だからイスラエルは、生死に関わる問題として、イランの核施設に対する空爆も
辞せずという態度をとっています。

 イスラエルは、サダム・フセインの核開発が明らかになったとき、空爆で建設
中の原子炉を破壊しましたし、シリアが北朝鮮の支援で作っていた秘密原子炉も、
2009年、空爆でつぶしました。今回もその構えを見せています。

 一方、北朝鮮の核の脅威を最も受けるのは日本ですが、日本政府は以前から、
差し迫った状況下では、敵のミサイル発射基地への先制攻撃は憲法上許されると
の解釈を示していながら、そのために必要な能力の整備を全くしてきていない。

 いま北朝鮮の長距離弾道ミサイル発射実験に対し、軌道をはずれ日本に落ちて
きた場合の迎撃の話ばかりしていますが、今こそ、敵基地攻撃能力の整備に政治
家は乗り出さねばならない。

 北京まで射程に収める敵基地攻撃力を持つ構えを見せれば、中国も少しは真剣
に北朝鮮を押さえに掛かるでしょう。日本が北朝鮮に先制攻撃を掛ける事態もあ
りうるとなれば、アメリカも北朝鮮問題は先送りといかなくなるでしょう。

 ところが現状では、イスラエルは本気だが、日本は本気でないから、まずイラ
ン問題に力を傾注しようという雰囲気が米側に見て取れる。日本にとって自業自
得と言うほかありません。

 先ほど増元さんも触れたアメリカ人拉致疑惑、デビッド・スネドン氏のケース
もワシントンで常に話題にしてきました。アメリカにおいては、北朝鮮にとって、
日本人、韓国人を拉致して日本や韓国を怒らせても怖くないが、アメリカ人を拉
致してアメリカを怒らせたら大変だから、まさかそんなバカなことはしないだろ
うという、ある種傲慢な発想も見受けられます。
────────────────────
上の北朝鮮の核と拉致問題をめぐる発言の続きを、最後の文の後から書いてもらえますか？
────────────────────
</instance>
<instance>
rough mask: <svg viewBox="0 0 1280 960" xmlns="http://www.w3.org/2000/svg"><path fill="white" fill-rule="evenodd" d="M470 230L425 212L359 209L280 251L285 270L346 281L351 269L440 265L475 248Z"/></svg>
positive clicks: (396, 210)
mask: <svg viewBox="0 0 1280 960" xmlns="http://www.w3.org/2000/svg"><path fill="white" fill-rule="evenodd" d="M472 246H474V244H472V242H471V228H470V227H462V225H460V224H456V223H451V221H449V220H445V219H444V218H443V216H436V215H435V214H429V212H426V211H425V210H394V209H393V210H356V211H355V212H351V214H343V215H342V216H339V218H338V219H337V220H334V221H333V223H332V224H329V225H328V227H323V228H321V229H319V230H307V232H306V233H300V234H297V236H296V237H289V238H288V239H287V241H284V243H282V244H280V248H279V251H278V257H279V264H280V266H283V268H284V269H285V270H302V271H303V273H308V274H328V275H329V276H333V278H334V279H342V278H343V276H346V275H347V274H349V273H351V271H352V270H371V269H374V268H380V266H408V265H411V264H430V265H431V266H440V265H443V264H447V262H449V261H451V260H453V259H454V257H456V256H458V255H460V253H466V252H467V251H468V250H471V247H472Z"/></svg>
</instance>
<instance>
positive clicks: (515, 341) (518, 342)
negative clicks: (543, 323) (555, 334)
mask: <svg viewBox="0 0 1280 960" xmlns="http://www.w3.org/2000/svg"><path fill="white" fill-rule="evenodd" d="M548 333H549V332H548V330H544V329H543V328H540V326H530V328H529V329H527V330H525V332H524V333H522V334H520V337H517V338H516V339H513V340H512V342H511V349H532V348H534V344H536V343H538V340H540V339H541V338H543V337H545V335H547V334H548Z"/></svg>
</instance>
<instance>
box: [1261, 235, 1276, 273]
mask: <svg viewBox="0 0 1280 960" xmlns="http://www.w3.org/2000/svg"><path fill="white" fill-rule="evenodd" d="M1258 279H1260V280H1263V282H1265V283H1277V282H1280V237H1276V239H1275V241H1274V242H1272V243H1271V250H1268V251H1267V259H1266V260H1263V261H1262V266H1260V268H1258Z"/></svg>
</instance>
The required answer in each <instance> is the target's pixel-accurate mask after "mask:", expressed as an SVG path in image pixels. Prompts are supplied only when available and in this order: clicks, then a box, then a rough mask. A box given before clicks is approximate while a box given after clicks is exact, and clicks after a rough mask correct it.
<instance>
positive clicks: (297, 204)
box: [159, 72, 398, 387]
────────────────────
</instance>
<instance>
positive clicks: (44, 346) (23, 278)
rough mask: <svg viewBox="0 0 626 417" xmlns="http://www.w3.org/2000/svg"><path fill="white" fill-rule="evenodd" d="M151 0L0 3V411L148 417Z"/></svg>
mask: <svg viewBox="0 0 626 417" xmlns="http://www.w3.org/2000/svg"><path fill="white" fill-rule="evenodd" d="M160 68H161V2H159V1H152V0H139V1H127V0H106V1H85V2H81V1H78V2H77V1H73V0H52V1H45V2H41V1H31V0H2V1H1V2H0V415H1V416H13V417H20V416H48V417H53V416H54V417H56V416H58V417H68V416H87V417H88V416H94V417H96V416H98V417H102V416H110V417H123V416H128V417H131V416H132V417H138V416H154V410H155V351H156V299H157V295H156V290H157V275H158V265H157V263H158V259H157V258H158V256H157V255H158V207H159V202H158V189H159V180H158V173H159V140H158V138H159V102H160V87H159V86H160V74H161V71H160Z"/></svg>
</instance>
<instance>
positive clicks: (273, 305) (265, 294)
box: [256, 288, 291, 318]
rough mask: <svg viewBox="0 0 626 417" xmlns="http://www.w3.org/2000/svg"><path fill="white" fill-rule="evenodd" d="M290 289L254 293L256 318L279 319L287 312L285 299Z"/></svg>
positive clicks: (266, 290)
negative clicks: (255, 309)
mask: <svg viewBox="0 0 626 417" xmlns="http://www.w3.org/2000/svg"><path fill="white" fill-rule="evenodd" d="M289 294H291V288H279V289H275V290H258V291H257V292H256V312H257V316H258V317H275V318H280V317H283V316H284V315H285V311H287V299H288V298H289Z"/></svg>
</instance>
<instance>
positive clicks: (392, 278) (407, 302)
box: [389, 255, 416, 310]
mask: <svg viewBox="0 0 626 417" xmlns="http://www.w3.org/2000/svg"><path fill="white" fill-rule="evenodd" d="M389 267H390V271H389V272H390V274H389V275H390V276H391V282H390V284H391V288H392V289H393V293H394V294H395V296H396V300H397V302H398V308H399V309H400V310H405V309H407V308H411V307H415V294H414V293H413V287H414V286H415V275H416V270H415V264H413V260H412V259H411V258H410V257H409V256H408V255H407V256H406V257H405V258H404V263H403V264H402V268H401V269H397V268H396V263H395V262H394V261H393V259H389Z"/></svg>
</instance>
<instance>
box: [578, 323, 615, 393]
────────────────────
* [解答]:
 にわかに信じがたいという反応が、従って、かなりありました。だからこちら
がまず答えたのは、この件は日本や韓国発ではなく、他ならぬアメリカ人の専門
家、チャック・ダウンズというアメリカ有数の北朝鮮問題専門家かつ拉致問題の
構造に非常に詳しい人物が、北による拉致の可能性を指摘している事例なのだと
いう点です。ダウンズからじっくり話を聞いてくれるよう、どこでも言い添えて
きました。

 スネドン青年の家族も、最近になって、拉致の可能性について声を上げようと
の姿勢になり、日本の家族会・救う会・拉致議連との連携にも期待を高めていま
す。

 具体的には、4月27日に両親と兄夫婦が来日し、28日午後2時から日比谷
公会堂で開かれる国民大集会に参加、その際、拉致議連の代表や松原拉致担当相
とも面談の予定です。家族としては、拉致問題で意識が高く、知識も豊富な日本
で自分たちが活動し、それがアメリカのメディアに逆輸入の形で載れば、米政府
もより真剣に取り組むだろうとの期待があるようです。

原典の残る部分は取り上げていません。